## Start
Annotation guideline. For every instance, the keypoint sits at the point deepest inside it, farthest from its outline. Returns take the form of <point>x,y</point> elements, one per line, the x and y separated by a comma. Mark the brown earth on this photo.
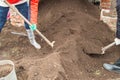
<point>75,26</point>
<point>5,70</point>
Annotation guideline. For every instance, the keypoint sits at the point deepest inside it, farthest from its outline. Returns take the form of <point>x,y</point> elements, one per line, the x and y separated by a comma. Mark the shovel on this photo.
<point>28,22</point>
<point>102,50</point>
<point>107,47</point>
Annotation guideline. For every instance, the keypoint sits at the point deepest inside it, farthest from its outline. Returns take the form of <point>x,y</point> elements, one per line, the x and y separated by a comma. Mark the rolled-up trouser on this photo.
<point>23,9</point>
<point>118,21</point>
<point>34,11</point>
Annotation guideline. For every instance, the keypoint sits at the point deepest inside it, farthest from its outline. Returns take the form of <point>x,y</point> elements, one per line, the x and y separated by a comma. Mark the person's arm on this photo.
<point>34,11</point>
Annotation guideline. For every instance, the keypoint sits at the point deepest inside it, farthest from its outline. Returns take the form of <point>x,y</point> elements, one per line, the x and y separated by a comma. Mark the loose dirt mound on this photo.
<point>5,70</point>
<point>75,26</point>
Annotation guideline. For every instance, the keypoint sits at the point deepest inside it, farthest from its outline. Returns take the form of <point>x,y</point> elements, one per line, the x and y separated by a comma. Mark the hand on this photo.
<point>117,41</point>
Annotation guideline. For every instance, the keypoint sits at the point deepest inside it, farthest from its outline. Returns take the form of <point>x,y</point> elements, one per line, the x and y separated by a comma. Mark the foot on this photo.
<point>112,67</point>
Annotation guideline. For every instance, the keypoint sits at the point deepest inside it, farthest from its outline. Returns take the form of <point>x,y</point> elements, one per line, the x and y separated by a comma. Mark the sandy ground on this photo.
<point>75,26</point>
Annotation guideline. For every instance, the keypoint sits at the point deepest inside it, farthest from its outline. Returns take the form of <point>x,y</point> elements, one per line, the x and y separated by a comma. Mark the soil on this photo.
<point>5,70</point>
<point>77,30</point>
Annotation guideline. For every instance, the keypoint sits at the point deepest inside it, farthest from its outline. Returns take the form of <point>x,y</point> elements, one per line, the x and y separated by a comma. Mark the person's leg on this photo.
<point>3,16</point>
<point>116,66</point>
<point>23,9</point>
<point>118,22</point>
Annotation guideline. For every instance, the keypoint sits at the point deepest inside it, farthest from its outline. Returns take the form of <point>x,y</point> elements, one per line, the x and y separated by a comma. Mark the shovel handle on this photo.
<point>28,22</point>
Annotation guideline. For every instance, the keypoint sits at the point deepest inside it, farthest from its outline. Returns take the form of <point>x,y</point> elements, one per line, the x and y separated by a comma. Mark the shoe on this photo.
<point>112,67</point>
<point>32,39</point>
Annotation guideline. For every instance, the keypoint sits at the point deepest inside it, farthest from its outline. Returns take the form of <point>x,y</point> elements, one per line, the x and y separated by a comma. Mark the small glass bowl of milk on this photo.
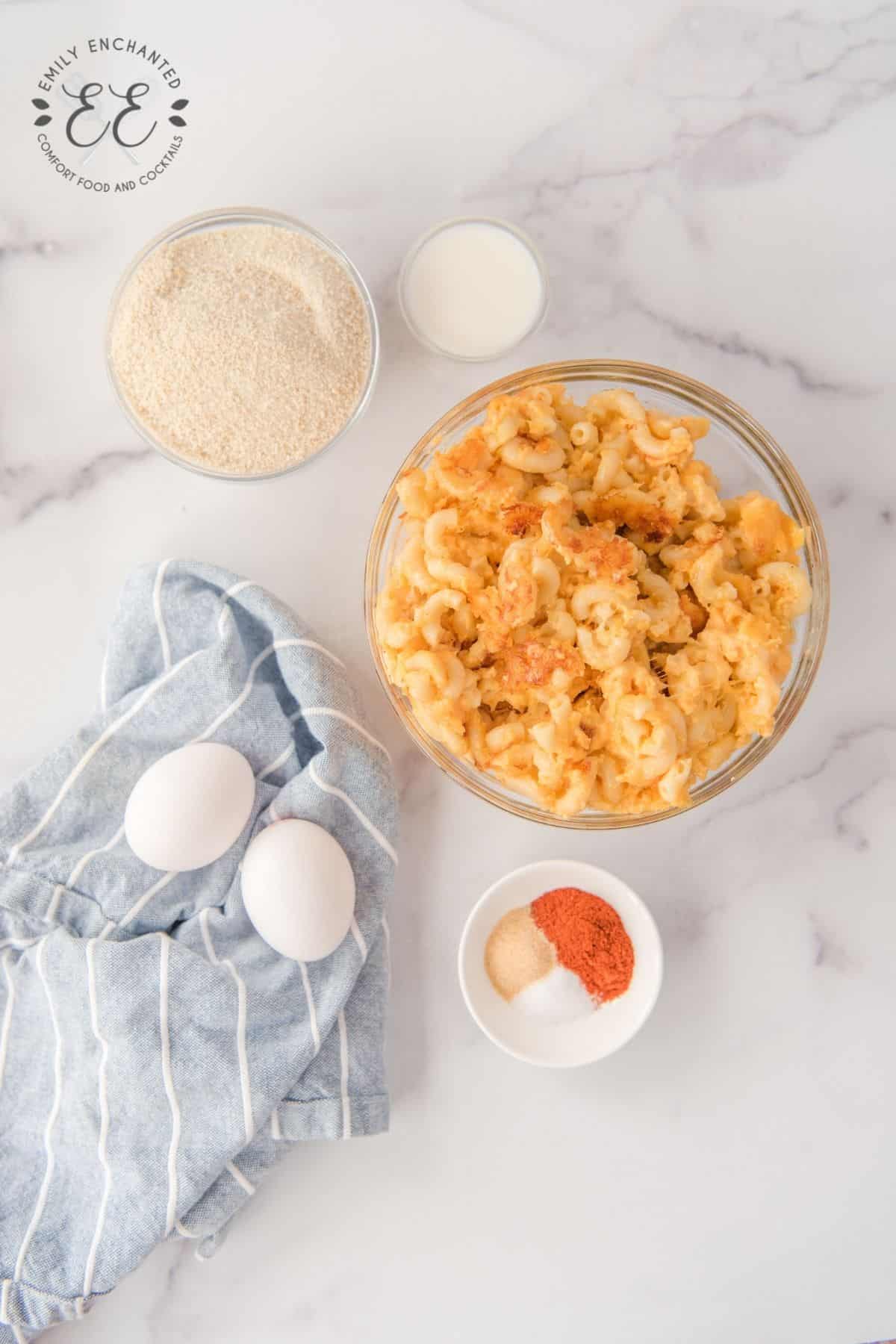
<point>473,288</point>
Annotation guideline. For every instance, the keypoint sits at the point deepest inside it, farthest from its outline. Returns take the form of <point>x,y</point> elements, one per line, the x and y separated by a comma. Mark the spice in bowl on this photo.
<point>561,956</point>
<point>242,349</point>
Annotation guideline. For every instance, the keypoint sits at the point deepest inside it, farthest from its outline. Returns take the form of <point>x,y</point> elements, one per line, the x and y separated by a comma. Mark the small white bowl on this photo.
<point>561,1045</point>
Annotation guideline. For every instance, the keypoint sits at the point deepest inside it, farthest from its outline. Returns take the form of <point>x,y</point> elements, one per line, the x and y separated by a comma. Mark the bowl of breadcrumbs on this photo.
<point>242,343</point>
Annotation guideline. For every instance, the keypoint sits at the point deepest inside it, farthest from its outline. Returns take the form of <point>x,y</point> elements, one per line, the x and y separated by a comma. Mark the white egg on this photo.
<point>299,890</point>
<point>187,809</point>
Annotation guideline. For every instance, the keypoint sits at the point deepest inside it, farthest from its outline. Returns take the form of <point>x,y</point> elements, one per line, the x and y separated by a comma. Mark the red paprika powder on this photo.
<point>590,940</point>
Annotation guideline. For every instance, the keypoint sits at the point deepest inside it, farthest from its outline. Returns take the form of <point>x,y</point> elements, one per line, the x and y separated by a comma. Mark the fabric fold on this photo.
<point>156,1055</point>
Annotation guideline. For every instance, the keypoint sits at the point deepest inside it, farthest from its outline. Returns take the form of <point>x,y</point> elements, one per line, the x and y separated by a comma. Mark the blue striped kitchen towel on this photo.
<point>156,1055</point>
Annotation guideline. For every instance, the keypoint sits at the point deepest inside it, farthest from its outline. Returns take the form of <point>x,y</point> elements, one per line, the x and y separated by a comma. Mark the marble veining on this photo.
<point>711,188</point>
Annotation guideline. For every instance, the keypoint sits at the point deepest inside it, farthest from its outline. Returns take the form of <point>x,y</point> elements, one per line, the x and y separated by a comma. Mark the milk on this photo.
<point>473,289</point>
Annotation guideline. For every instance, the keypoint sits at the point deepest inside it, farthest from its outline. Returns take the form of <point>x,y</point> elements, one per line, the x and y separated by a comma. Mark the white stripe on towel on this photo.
<point>312,1012</point>
<point>104,673</point>
<point>359,939</point>
<point>160,620</point>
<point>7,1012</point>
<point>281,759</point>
<point>97,746</point>
<point>104,1117</point>
<point>257,662</point>
<point>52,1119</point>
<point>137,906</point>
<point>249,1122</point>
<point>388,952</point>
<point>225,612</point>
<point>240,1180</point>
<point>368,826</point>
<point>169,1082</point>
<point>78,868</point>
<point>354,724</point>
<point>343,1060</point>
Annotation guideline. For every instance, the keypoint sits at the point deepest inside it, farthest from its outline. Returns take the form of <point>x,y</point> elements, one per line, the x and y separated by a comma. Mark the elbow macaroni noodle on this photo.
<point>575,611</point>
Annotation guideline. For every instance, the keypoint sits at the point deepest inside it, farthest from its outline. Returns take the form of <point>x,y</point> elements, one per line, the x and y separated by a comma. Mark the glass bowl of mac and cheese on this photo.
<point>597,593</point>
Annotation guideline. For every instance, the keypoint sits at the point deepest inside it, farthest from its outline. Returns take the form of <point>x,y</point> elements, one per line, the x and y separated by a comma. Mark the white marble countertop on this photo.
<point>711,191</point>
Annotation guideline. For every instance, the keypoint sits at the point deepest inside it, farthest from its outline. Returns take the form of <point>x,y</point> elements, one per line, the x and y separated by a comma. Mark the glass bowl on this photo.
<point>235,217</point>
<point>453,223</point>
<point>744,457</point>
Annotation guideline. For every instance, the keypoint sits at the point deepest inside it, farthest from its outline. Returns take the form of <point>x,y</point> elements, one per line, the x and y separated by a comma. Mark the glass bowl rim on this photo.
<point>521,237</point>
<point>238,215</point>
<point>756,441</point>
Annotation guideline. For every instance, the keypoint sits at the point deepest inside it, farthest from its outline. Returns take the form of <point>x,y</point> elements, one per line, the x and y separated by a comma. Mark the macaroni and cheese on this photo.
<point>575,609</point>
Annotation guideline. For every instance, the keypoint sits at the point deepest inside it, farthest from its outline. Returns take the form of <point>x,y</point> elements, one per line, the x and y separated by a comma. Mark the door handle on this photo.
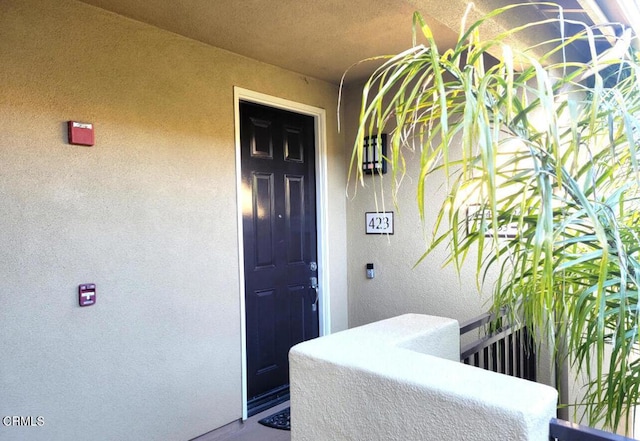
<point>314,286</point>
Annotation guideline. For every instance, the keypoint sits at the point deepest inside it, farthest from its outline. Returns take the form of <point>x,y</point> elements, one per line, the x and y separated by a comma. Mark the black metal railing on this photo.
<point>509,349</point>
<point>500,346</point>
<point>560,430</point>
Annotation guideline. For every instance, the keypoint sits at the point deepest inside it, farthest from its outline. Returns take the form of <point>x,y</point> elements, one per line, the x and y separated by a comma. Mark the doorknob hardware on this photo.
<point>314,286</point>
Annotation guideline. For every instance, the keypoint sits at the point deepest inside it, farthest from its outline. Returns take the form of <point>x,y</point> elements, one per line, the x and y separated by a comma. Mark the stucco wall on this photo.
<point>400,379</point>
<point>148,214</point>
<point>398,287</point>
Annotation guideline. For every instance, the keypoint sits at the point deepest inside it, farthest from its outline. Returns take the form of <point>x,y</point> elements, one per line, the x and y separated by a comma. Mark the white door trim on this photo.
<point>319,115</point>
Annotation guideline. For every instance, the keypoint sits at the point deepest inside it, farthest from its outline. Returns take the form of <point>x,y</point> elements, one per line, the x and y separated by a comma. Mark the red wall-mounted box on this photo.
<point>81,133</point>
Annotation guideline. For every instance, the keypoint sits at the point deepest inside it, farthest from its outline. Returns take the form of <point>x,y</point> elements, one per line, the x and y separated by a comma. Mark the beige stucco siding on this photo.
<point>399,286</point>
<point>149,214</point>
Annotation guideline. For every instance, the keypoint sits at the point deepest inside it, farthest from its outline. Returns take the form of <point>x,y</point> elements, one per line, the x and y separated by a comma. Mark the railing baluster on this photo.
<point>504,349</point>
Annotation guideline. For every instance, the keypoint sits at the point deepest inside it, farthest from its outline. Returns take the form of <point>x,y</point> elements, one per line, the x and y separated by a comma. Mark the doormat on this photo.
<point>279,420</point>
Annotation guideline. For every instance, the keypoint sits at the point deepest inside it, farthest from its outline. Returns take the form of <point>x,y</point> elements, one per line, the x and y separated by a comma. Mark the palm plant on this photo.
<point>547,147</point>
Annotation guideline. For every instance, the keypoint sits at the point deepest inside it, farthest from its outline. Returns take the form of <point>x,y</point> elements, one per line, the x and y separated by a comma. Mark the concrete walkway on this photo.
<point>250,430</point>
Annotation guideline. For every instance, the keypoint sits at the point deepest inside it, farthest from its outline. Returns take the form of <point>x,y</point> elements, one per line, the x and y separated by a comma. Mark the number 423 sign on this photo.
<point>379,223</point>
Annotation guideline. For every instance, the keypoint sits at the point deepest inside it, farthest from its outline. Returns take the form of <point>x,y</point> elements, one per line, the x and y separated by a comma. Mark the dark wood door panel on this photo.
<point>278,154</point>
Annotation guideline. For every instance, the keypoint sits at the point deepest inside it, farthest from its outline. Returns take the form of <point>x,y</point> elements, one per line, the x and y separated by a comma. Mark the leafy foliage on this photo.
<point>550,147</point>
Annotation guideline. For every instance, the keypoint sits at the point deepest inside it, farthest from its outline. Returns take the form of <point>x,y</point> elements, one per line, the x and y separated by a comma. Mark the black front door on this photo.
<point>279,227</point>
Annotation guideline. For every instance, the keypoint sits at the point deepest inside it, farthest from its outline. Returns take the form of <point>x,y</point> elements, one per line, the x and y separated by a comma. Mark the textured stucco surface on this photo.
<point>373,383</point>
<point>400,286</point>
<point>148,214</point>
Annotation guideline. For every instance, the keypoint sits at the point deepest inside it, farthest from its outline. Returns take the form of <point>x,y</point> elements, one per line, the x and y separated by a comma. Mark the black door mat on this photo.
<point>279,420</point>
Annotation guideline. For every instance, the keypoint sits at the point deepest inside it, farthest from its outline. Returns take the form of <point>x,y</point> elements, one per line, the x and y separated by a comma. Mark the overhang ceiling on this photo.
<point>317,38</point>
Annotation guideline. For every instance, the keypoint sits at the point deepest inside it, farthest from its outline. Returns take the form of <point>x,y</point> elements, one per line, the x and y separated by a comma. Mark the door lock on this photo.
<point>314,286</point>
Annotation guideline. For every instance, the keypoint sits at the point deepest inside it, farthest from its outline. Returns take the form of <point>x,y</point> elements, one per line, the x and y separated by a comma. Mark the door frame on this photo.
<point>324,295</point>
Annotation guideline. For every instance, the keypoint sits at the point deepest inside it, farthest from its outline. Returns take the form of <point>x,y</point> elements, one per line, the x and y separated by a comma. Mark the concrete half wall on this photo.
<point>401,379</point>
<point>149,214</point>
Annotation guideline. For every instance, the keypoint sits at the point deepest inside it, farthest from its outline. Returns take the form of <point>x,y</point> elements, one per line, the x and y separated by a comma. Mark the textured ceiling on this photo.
<point>318,38</point>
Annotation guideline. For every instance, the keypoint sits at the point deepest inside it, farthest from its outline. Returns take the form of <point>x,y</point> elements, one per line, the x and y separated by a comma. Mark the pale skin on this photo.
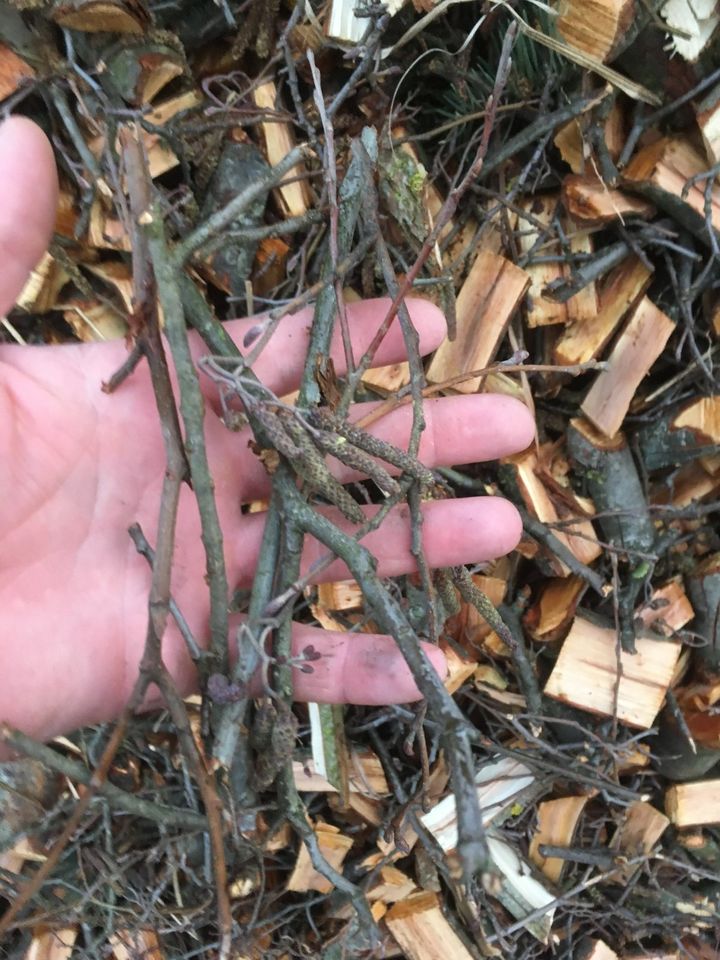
<point>77,467</point>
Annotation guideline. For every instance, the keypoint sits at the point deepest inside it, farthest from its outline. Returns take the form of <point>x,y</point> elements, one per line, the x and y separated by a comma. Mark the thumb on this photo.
<point>28,203</point>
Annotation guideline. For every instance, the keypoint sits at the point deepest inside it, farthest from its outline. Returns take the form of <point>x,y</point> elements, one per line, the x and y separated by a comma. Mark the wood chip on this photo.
<point>549,618</point>
<point>499,784</point>
<point>638,347</point>
<point>596,26</point>
<point>580,342</point>
<point>702,417</point>
<point>421,929</point>
<point>488,299</point>
<point>694,804</point>
<point>365,776</point>
<point>340,595</point>
<point>533,235</point>
<point>640,830</point>
<point>588,200</point>
<point>53,944</point>
<point>334,846</point>
<point>586,674</point>
<point>596,950</point>
<point>668,609</point>
<point>293,198</point>
<point>661,171</point>
<point>13,71</point>
<point>557,822</point>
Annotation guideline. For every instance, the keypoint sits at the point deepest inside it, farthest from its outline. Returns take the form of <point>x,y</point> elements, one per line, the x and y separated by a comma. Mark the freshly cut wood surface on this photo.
<point>637,835</point>
<point>580,342</point>
<point>596,950</point>
<point>13,71</point>
<point>468,628</point>
<point>334,846</point>
<point>691,483</point>
<point>101,16</point>
<point>57,944</point>
<point>294,198</point>
<point>638,347</point>
<point>588,199</point>
<point>575,148</point>
<point>595,26</point>
<point>702,417</point>
<point>365,776</point>
<point>488,298</point>
<point>340,595</point>
<point>557,822</point>
<point>531,234</point>
<point>591,667</point>
<point>419,926</point>
<point>129,944</point>
<point>536,238</point>
<point>549,618</point>
<point>694,804</point>
<point>667,609</point>
<point>661,171</point>
<point>541,504</point>
<point>692,24</point>
<point>499,783</point>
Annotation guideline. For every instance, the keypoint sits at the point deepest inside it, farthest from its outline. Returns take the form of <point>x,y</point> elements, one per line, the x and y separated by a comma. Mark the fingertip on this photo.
## End
▸ **WRITTEN TASK**
Convert the listing lines starting at the line that contains "in bowl on this photo." and ending after the line that contains "<point>242,349</point>" into a Markdown table with columns Row and Line, omitting blank lines.

▸ **REPLY TO THE EXERCISE**
| Row | Line |
|---|---|
| 1 | Annotation guideline. For every instance, the keypoint sits at the point deepest inside it, farthest from its outline. Returns take the form of <point>x,y</point> elements, one per line, the x and y separated by a comma. Mark the spice in bowl on this photo. |
| 2 | <point>561,956</point> |
| 3 | <point>242,349</point> |